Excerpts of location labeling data
--- begin ---

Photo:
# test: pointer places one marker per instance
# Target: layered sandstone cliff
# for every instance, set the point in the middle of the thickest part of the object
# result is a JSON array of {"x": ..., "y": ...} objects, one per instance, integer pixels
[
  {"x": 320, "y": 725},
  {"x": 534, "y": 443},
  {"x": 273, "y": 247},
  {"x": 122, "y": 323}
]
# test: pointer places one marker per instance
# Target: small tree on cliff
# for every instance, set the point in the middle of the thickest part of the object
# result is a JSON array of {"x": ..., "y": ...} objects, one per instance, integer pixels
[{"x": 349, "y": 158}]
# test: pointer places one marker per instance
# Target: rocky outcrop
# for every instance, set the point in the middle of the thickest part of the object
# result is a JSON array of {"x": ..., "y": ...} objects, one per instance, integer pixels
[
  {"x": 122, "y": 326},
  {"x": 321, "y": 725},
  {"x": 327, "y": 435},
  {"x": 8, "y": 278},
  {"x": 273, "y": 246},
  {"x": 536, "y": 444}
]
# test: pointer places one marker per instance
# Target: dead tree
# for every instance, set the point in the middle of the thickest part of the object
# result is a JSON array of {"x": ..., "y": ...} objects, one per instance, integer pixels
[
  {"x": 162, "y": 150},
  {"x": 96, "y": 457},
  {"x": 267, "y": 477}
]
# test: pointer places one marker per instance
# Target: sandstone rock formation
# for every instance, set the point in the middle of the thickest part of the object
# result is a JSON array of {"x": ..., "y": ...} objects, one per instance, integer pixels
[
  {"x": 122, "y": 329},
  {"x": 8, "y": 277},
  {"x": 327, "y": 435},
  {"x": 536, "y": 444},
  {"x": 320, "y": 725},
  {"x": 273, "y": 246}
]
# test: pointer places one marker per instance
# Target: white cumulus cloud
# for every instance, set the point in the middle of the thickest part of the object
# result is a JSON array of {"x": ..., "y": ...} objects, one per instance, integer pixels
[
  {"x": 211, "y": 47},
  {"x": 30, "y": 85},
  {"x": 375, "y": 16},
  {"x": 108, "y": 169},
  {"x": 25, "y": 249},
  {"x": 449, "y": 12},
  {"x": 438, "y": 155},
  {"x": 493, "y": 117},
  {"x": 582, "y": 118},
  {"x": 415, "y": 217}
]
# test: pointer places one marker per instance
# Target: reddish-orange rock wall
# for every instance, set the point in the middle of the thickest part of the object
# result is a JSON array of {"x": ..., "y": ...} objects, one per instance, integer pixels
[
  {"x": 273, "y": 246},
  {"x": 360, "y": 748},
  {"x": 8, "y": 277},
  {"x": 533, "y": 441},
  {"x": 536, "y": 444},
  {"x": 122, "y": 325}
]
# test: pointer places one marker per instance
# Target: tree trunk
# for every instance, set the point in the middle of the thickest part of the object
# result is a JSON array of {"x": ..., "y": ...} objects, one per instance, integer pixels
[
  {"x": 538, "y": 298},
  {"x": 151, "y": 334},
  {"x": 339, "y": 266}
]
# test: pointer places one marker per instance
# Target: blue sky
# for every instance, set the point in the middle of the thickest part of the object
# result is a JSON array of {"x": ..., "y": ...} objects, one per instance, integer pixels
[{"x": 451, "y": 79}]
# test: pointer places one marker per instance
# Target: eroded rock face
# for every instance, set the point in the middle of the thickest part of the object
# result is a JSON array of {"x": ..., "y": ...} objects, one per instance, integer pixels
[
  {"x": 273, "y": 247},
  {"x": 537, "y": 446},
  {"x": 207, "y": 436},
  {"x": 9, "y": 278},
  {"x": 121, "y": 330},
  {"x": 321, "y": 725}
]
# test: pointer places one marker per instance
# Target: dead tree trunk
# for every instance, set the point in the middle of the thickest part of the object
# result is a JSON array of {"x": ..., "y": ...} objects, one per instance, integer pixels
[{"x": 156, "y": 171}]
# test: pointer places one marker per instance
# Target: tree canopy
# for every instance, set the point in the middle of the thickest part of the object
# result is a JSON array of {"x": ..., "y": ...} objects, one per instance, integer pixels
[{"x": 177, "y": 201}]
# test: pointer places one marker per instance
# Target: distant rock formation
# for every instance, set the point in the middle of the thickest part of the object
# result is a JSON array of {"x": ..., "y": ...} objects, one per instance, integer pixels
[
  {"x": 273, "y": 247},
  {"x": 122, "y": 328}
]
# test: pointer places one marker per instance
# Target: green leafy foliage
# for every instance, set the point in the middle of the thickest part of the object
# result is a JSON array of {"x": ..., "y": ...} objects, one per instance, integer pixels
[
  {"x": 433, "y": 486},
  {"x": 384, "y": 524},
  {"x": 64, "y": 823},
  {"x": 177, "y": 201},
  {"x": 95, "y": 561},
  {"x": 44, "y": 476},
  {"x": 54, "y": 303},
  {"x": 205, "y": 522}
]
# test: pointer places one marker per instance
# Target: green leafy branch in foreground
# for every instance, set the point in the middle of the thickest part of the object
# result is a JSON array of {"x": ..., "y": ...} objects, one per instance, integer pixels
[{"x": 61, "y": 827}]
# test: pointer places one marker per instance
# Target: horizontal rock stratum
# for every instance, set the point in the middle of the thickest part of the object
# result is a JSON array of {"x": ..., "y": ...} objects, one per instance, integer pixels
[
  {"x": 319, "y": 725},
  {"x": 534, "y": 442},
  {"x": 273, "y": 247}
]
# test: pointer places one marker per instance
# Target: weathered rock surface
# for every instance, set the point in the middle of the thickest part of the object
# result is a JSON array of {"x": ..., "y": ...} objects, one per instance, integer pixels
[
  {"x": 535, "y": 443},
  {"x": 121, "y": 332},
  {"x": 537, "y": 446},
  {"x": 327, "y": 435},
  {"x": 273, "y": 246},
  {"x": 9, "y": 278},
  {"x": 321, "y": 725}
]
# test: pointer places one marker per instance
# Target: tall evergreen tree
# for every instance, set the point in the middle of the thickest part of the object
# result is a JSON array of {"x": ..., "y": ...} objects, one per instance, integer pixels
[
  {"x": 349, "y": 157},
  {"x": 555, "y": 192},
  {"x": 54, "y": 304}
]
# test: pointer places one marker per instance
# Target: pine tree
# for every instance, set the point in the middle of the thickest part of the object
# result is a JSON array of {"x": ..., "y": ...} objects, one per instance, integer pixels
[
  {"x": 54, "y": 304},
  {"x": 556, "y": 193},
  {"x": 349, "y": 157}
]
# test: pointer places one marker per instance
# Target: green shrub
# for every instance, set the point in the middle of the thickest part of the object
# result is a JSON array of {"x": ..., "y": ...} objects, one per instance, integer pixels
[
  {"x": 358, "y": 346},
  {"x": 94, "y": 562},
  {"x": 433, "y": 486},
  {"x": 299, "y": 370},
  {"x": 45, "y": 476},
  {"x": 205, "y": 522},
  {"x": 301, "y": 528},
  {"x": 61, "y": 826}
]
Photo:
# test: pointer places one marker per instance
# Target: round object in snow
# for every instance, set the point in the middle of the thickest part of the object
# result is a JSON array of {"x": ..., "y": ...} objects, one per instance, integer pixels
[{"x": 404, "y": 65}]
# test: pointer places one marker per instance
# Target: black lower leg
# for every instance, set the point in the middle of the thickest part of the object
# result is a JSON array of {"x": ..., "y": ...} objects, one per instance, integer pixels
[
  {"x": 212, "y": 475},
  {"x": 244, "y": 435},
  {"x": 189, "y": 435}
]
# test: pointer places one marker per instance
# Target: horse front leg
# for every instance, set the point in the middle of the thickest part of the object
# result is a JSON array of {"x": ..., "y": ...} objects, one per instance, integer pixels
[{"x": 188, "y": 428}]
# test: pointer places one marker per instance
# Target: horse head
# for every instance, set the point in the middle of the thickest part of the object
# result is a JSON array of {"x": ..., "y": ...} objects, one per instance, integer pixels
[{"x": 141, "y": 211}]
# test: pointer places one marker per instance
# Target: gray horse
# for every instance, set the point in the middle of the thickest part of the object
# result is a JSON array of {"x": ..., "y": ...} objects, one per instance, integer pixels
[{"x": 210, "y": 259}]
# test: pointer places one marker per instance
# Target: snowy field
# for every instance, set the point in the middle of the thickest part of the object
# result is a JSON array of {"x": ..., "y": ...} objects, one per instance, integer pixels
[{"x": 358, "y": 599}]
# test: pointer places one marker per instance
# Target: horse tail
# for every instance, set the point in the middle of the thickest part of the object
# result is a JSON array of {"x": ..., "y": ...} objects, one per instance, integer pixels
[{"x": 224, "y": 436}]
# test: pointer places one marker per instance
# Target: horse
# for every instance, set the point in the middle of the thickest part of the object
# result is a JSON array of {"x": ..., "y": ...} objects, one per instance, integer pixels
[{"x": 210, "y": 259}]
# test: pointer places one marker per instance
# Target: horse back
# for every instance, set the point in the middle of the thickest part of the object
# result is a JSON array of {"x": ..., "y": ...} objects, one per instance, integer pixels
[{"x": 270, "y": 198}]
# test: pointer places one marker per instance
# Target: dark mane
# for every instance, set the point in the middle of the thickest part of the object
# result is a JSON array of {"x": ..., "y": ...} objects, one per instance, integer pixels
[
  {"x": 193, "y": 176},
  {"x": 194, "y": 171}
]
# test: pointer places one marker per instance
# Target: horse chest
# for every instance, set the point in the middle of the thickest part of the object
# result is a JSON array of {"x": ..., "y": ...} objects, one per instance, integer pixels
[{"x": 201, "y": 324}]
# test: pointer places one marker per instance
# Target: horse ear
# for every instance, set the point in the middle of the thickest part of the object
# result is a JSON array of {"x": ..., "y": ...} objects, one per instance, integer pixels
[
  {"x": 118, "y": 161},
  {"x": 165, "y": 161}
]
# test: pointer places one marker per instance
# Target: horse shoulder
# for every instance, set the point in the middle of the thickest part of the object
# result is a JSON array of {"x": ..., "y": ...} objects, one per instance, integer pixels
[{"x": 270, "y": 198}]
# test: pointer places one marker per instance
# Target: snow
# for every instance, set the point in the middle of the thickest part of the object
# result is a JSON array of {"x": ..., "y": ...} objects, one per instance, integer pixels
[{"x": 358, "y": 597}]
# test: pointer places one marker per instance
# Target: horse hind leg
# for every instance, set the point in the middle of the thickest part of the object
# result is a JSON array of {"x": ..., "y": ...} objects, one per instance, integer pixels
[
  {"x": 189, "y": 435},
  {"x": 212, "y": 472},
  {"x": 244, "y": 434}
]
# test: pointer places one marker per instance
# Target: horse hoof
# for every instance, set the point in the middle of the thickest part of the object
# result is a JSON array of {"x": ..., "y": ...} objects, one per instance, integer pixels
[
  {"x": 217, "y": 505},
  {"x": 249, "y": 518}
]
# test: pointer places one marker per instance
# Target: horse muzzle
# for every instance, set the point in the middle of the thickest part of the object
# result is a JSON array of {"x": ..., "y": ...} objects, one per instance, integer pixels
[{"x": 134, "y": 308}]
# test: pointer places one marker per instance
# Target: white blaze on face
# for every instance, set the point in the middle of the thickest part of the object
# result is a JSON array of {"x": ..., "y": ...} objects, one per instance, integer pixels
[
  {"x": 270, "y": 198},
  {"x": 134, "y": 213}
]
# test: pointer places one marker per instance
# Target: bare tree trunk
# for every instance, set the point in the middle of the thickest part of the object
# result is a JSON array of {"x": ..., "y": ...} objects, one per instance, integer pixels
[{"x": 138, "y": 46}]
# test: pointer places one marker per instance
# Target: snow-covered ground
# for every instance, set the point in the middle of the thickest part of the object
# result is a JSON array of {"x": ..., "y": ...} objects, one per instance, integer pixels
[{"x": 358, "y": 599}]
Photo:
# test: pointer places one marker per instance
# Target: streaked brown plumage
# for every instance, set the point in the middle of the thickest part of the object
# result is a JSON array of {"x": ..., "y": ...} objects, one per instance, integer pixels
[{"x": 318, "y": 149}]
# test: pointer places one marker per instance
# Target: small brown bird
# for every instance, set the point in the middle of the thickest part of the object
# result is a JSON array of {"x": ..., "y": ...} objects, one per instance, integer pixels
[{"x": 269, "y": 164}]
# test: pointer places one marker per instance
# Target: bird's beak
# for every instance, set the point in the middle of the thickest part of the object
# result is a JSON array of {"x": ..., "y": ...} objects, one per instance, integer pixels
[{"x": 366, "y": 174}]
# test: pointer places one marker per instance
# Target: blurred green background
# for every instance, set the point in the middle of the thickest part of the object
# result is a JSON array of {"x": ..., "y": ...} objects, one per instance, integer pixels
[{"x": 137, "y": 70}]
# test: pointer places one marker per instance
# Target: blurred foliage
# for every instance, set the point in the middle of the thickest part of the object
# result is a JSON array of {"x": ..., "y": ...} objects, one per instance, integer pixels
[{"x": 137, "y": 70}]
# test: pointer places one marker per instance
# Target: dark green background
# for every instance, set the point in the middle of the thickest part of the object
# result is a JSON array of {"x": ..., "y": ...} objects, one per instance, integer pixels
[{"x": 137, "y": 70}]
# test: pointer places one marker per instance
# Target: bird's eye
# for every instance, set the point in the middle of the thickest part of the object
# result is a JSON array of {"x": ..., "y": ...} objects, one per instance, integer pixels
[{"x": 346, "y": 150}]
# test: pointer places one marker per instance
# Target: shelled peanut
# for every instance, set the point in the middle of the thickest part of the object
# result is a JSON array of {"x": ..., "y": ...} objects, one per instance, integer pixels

--- end ---

Task prompt:
Copy each line of the data above that contains the word "brown".

Exercise answer:
# Target: streaked brown plumage
# Target: small brown bird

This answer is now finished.